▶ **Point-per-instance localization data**
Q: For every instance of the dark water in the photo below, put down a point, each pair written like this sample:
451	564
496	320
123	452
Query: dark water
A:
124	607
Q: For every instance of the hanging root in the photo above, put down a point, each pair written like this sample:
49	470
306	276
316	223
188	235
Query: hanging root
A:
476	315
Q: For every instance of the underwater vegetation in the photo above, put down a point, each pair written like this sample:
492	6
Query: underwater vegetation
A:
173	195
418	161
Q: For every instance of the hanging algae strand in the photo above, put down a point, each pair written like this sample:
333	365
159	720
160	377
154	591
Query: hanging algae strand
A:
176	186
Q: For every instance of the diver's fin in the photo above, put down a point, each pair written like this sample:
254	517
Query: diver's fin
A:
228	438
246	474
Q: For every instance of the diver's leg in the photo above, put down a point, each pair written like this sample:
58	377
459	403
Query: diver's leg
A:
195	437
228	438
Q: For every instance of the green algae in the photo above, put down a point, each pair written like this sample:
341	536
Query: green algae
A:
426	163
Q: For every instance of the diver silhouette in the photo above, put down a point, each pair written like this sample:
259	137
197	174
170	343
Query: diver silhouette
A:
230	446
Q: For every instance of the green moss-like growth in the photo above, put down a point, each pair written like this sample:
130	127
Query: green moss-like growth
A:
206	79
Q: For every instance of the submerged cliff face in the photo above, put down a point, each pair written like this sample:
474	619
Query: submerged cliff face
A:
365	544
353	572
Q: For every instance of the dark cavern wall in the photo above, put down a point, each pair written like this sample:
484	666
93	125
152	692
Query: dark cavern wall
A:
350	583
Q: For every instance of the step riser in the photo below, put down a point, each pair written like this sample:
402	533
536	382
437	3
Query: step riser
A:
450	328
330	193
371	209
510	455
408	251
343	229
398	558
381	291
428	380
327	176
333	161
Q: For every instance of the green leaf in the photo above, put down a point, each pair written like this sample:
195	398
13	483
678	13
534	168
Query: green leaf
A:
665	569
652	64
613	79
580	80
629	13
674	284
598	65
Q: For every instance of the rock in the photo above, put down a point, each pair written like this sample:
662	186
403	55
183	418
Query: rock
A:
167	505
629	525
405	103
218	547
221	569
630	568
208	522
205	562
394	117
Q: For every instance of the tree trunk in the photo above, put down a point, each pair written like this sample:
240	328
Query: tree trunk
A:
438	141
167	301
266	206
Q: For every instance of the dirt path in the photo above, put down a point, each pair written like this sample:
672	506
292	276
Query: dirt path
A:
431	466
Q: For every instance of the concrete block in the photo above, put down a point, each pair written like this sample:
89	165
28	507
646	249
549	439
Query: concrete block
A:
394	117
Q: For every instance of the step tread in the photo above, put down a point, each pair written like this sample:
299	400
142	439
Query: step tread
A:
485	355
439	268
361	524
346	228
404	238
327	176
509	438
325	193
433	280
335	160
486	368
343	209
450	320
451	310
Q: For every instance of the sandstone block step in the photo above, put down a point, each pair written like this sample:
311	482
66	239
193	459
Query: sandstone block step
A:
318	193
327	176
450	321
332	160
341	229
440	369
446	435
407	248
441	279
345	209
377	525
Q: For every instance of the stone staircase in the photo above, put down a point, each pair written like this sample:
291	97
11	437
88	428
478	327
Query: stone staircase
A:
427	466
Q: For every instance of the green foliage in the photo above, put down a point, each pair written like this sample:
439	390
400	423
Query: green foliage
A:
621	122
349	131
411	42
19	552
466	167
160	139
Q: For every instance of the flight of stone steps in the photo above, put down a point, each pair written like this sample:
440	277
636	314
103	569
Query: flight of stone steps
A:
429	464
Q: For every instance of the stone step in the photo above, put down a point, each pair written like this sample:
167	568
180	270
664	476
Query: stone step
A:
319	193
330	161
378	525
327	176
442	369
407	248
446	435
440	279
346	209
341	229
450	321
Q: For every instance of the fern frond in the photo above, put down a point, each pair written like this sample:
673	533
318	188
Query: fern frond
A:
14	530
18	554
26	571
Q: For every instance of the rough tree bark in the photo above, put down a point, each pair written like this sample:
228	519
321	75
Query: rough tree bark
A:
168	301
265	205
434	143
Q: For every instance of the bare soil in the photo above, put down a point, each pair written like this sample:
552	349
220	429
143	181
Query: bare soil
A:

▶ **Activity**
Each record shown above is to be given again exactly.

▶ **Output for this task**
Q: For every instance of the dark water in the photo below, put down a point, each pair written like this sample:
451	564
496	320
123	452
Query: dark water
A:
124	607
Q: For every instance of the hanging root in the photo above, put down a point, each pair written like this sample:
49	470
306	276
316	223
188	235
Query: hanging root
A:
476	315
Q: For every instance of the underwater vegetation in the photo above, put down a point, each pair written like this sample:
492	6
Query: underwater vegetation
A:
173	195
418	161
Q: For every instance of the hanging algae strand in the photo above, put down a point, each pair written like this sample:
333	365
159	720
160	377
154	591
Query: hanging algae strand
A:
176	186
Q: For every instance of the diver's fin in the photo above, put down a point, each pair written like this sample:
254	517
Query: diver's fin
A:
228	438
246	474
Q: For every instance of the diver's leg in the photo above, put down a point, each pair written like this sample:
58	377
459	403
Query: diver's leg
A:
195	437
228	438
Q: For every instance of the green algae in the photo above, put down a point, each pair written like this sample:
341	536
Query: green algae
A:
426	163
Q: For every instance of the diver silhouette in the photo above, put down a point, each pair written like this sample:
259	137
197	174
170	343
Query: diver silhouette
A:
230	446
Q: For every instance of the green moss-like growth in the photo above, put down a point, each pair written like this sample:
130	127
Query: green moss-like growth
A:
206	79
Q: For every instance of the submerged cliff face in the photo above, put down a point, each pair written like this sample:
474	619
Query: submerged cliff face
A:
365	544
353	572
Q: For every instance of the dark cavern wall in the photo above, put down a point, each pair written like this sample:
484	666
93	125
152	692
Query: dark cavern wall
A:
350	583
Q: For every instance of the step riser in the photo below, put down a point, each pair written like this sample:
402	533
536	382
437	3
Query: step riser
A:
450	328
330	193
371	209
510	455
408	251
343	229
398	558
381	291
428	380
327	176
333	161
Q: For every instance of the green leaf in the photo above, put down a point, each pair written like this sample:
195	398
13	483
678	13
534	168
Query: green leaf
A:
665	569
652	64
613	79
580	80
629	13
674	284
598	65
Q: For every instance of the rock in the photo above, put down a point, each pair written like this sample:
662	186
403	55
183	418
Query: rock
A:
167	505
629	525
405	103
218	547
221	569
630	568
208	522
205	562
394	117
Q: For every instance of the tree trunk in the photo above, put down a point, each pair written like this sample:
240	328
Query: tree trunk
A:
438	141
167	301
266	206
Q: For every instance of the dirt path in the photo above, put down a point, each pair written like this sample:
672	506
292	276
Query: dirt path
A:
431	466
Q: For every instance of the concrete block in the photo above, put down a point, each pair written like this sample:
89	165
28	507
646	249
549	439
Query: concrete block
A:
394	117
Q: For every instance of the step tread in the photo above, put down a point, each pair written like this sample:
299	400
142	439
Query: step tread
A:
485	355
439	268
361	524
346	228
404	238
327	176
509	438
325	193
433	280
335	160
486	368
343	209
450	320
451	310
Q: For every instance of the sandstone block step in the photo above, put down a point, each pair written like this sample:
311	482
66	239
193	459
Query: sandstone block step
A:
318	193
327	176
450	321
332	160
341	229
440	369
446	435
407	248
441	279
345	209
377	525
Q: For every instance of the stone staircase in the photo above, put down a point, each pair written like this sample:
291	97
11	437
88	428
478	327
Query: stone staircase
A:
427	466
Q: For every instance of the green foliage in the photo above, put down a point, each pair written like this sample:
439	390
400	423
Query: green foliage
A:
621	122
349	131
411	42
19	552
466	167
160	139
Q: For every instance of the flight of stone steps in the photo above, put down a point, each pair written like this sample:
440	277
636	314
103	569
Query: flight of stone steps
A:
429	464
Q: For every instance of the stone step in the photo above, put down a point, each pair written like this sample:
167	568
180	270
664	476
Query: stone step
A:
319	193
330	161
378	525
327	176
442	369
407	248
446	435
440	279
346	209
341	229
450	321
Q: For every instance of the fern frond in the photo above, put down a point, each pair written like this sample:
673	533
318	188
Query: fern frond
A:
14	530
18	554
26	571
Q: For every instance of the rough tree bark in the photo above, put down a point, each pair written like this sample:
228	519
321	75
Query: rough tree bark
A:
168	301
265	205
434	143
Q: For every instance of the bare soil in the photo above, put down a point, each pair written like this sample:
552	349
220	429
143	181
Query: bare soil
A:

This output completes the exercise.